Description of the task: Copy out exactly every line from the line containing "Target: building's roof" until the records below end, inclusive of both boundary lines.

....

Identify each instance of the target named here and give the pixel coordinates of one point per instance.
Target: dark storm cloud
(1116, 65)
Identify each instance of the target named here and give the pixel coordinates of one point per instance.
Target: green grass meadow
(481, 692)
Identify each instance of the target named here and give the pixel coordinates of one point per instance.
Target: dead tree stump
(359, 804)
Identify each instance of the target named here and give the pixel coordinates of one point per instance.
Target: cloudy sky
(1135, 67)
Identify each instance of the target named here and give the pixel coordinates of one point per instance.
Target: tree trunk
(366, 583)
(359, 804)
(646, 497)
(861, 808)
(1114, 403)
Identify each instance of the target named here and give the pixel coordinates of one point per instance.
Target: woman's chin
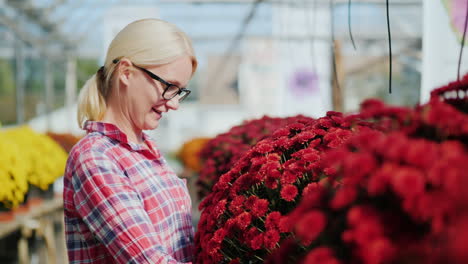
(151, 125)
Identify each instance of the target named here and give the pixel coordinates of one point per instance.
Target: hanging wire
(310, 29)
(462, 44)
(349, 25)
(237, 39)
(389, 49)
(332, 23)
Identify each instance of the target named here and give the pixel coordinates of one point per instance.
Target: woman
(122, 202)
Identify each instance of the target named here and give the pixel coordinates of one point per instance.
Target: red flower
(343, 197)
(288, 177)
(243, 220)
(219, 235)
(272, 220)
(408, 182)
(310, 226)
(236, 207)
(289, 192)
(257, 242)
(271, 237)
(260, 207)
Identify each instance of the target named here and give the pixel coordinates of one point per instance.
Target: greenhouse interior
(306, 131)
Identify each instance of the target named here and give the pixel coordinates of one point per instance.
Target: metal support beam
(20, 82)
(49, 91)
(70, 89)
(294, 2)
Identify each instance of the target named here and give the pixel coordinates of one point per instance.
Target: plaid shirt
(122, 202)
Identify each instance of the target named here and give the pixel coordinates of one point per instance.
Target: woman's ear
(124, 69)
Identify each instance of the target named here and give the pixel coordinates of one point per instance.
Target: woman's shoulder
(92, 144)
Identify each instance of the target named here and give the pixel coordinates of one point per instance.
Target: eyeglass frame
(161, 80)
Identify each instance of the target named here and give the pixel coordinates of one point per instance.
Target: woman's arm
(111, 208)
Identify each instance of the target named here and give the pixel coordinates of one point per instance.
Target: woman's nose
(173, 104)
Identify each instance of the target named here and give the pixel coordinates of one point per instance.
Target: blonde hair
(144, 42)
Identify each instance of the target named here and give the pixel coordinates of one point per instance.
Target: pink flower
(289, 192)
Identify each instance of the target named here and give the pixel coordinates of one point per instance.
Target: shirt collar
(112, 131)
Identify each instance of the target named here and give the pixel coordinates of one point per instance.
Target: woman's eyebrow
(175, 82)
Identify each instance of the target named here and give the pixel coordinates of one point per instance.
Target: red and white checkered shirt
(123, 204)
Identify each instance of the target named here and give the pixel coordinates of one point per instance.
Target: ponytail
(143, 42)
(91, 101)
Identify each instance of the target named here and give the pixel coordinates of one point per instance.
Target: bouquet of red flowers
(242, 219)
(396, 200)
(396, 196)
(221, 153)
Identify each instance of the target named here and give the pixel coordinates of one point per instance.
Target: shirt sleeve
(111, 208)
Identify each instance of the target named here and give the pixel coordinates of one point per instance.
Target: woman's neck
(124, 124)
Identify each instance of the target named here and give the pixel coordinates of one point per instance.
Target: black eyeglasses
(170, 90)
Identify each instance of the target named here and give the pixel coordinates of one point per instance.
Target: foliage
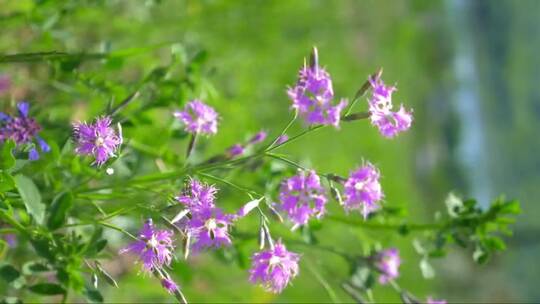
(61, 206)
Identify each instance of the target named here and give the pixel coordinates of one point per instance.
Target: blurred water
(466, 102)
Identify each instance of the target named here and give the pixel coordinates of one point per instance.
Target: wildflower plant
(62, 205)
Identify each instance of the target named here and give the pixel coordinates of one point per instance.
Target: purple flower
(169, 285)
(274, 268)
(302, 196)
(154, 247)
(258, 138)
(5, 84)
(430, 300)
(209, 227)
(236, 150)
(313, 94)
(97, 139)
(363, 190)
(198, 118)
(22, 129)
(198, 196)
(380, 107)
(388, 261)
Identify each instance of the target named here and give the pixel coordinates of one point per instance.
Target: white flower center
(274, 260)
(359, 186)
(153, 242)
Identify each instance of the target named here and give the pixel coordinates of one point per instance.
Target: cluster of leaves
(465, 224)
(60, 227)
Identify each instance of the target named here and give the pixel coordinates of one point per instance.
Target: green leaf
(6, 182)
(7, 161)
(480, 256)
(108, 278)
(494, 243)
(59, 209)
(427, 270)
(43, 248)
(34, 267)
(93, 295)
(47, 289)
(9, 273)
(31, 197)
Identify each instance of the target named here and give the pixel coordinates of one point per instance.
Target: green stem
(49, 56)
(385, 226)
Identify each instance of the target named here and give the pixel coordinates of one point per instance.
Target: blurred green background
(469, 69)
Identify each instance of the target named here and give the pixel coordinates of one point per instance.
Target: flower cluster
(387, 262)
(274, 268)
(380, 107)
(23, 130)
(198, 118)
(98, 139)
(169, 285)
(313, 95)
(363, 190)
(302, 197)
(208, 225)
(154, 247)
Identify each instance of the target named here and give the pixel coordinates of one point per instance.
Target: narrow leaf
(9, 273)
(59, 209)
(47, 289)
(31, 197)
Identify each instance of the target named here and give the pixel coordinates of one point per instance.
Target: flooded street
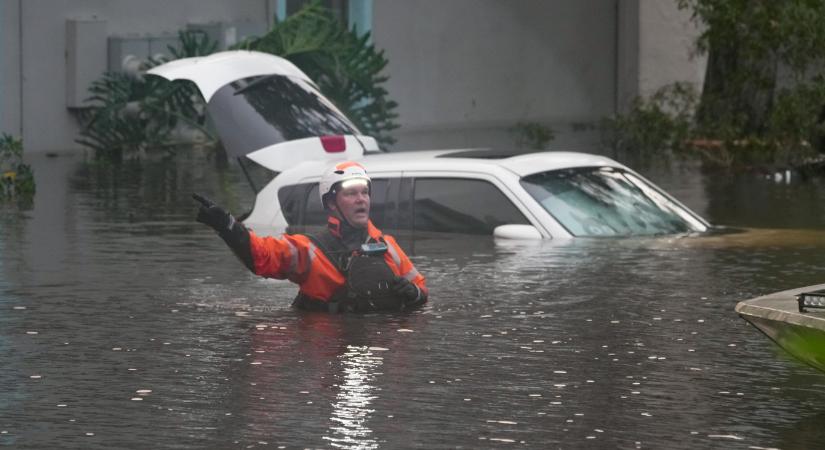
(126, 324)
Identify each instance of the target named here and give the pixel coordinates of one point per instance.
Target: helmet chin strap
(337, 213)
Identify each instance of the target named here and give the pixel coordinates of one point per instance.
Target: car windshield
(260, 111)
(605, 201)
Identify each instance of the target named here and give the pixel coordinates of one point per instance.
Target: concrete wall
(41, 116)
(10, 67)
(656, 48)
(464, 71)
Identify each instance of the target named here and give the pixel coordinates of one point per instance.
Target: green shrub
(16, 178)
(532, 135)
(654, 126)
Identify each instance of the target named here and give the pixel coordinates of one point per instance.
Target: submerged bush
(346, 67)
(129, 113)
(16, 178)
(532, 135)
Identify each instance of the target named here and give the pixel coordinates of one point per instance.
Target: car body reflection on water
(269, 112)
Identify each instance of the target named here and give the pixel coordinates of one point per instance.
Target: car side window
(289, 197)
(461, 205)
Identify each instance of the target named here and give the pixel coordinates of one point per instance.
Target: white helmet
(337, 174)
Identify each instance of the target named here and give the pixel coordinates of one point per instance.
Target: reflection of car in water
(267, 111)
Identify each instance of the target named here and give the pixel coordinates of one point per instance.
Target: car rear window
(462, 206)
(259, 111)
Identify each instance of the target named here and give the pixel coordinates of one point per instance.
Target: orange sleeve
(405, 266)
(285, 257)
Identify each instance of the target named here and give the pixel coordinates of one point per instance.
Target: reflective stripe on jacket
(296, 258)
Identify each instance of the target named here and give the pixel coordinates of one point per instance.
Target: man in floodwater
(350, 266)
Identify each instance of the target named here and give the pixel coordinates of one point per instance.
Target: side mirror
(521, 232)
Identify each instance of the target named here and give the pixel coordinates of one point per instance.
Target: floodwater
(125, 324)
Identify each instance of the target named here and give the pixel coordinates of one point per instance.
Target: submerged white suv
(267, 111)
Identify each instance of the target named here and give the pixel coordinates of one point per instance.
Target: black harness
(369, 279)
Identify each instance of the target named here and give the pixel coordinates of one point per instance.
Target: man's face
(353, 202)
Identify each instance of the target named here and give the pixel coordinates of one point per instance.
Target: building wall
(465, 71)
(9, 67)
(42, 117)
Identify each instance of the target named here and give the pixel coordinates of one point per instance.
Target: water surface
(125, 324)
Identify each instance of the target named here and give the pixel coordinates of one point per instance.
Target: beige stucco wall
(33, 94)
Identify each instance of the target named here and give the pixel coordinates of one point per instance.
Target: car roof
(467, 160)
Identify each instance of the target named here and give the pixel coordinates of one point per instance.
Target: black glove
(213, 215)
(233, 233)
(405, 289)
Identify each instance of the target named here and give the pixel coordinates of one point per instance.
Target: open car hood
(268, 110)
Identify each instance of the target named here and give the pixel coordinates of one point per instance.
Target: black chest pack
(369, 280)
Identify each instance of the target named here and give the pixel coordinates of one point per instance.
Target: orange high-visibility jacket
(296, 258)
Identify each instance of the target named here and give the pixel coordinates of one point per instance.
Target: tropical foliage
(16, 178)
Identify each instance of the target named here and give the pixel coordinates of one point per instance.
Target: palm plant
(347, 67)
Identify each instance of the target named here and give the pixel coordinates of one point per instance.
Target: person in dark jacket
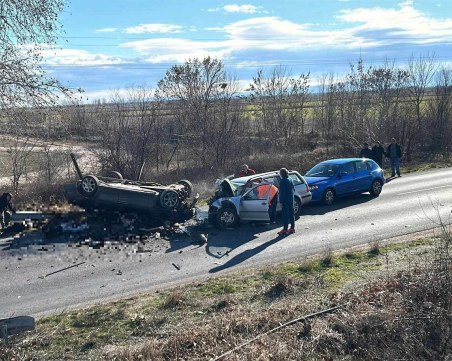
(5, 205)
(394, 153)
(377, 153)
(366, 152)
(286, 198)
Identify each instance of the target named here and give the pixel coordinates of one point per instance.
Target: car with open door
(248, 198)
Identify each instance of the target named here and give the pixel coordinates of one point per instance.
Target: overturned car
(148, 200)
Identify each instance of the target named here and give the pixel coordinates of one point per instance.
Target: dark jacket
(365, 153)
(377, 152)
(5, 204)
(286, 191)
(398, 150)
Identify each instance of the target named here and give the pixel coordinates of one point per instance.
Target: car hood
(218, 203)
(315, 180)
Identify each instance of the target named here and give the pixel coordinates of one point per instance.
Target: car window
(371, 165)
(361, 166)
(323, 170)
(296, 179)
(348, 168)
(258, 193)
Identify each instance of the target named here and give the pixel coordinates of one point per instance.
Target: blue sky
(109, 45)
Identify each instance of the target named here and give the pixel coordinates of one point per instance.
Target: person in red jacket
(245, 170)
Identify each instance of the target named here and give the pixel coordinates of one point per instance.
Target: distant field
(35, 161)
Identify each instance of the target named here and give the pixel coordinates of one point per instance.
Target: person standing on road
(377, 153)
(245, 170)
(366, 152)
(286, 198)
(394, 153)
(273, 197)
(5, 206)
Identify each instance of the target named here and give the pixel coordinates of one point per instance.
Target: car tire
(89, 185)
(227, 217)
(329, 196)
(188, 187)
(296, 208)
(376, 188)
(115, 175)
(169, 199)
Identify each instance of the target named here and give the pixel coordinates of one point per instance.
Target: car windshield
(237, 188)
(323, 170)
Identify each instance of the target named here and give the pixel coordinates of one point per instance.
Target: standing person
(245, 170)
(273, 197)
(5, 205)
(286, 195)
(394, 153)
(366, 152)
(377, 153)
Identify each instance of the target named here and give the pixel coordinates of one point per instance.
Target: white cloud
(234, 8)
(106, 30)
(246, 8)
(176, 50)
(76, 57)
(402, 24)
(153, 28)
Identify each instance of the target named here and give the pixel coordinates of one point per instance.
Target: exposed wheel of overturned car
(188, 187)
(227, 217)
(89, 185)
(169, 199)
(115, 175)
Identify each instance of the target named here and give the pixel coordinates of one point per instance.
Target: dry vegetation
(395, 302)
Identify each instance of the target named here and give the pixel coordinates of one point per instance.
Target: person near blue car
(366, 152)
(286, 198)
(394, 153)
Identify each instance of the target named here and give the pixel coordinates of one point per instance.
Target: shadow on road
(318, 209)
(234, 261)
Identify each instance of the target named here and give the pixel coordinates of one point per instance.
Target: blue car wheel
(376, 188)
(329, 196)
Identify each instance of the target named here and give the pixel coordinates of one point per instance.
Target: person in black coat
(366, 152)
(394, 153)
(377, 153)
(5, 205)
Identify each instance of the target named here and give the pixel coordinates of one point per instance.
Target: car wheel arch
(329, 196)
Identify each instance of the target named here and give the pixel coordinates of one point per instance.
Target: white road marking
(424, 190)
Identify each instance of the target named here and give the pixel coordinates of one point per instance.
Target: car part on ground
(335, 178)
(248, 198)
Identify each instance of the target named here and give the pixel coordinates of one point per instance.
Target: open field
(385, 301)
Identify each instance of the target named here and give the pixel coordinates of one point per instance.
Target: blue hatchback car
(339, 177)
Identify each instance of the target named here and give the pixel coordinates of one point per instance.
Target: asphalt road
(54, 277)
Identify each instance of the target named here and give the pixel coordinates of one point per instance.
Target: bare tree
(421, 72)
(27, 26)
(193, 90)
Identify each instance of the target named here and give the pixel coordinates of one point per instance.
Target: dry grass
(396, 304)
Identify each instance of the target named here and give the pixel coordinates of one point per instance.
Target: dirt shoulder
(390, 300)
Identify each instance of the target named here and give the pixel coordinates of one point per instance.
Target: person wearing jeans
(394, 153)
(286, 198)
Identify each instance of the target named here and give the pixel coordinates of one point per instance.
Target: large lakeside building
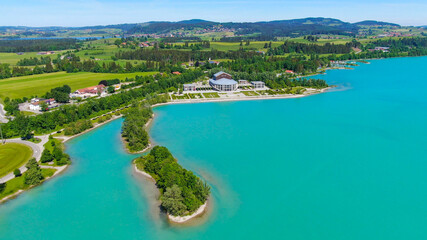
(223, 82)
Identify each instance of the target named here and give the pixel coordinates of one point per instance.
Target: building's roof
(93, 89)
(223, 81)
(219, 73)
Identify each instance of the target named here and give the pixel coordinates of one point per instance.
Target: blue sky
(102, 12)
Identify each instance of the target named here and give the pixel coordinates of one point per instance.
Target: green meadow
(13, 156)
(37, 85)
(13, 58)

....

Answer to the exercise:
Target: building's roof
(93, 89)
(223, 81)
(219, 73)
Identify each instance of the target named here and give the pixel coordinates of one point per instance.
Target: blue sky
(102, 12)
Identify each instance of the target named here and give the pixel coordinates of one point per instance.
Target: green meadow
(13, 156)
(37, 85)
(13, 58)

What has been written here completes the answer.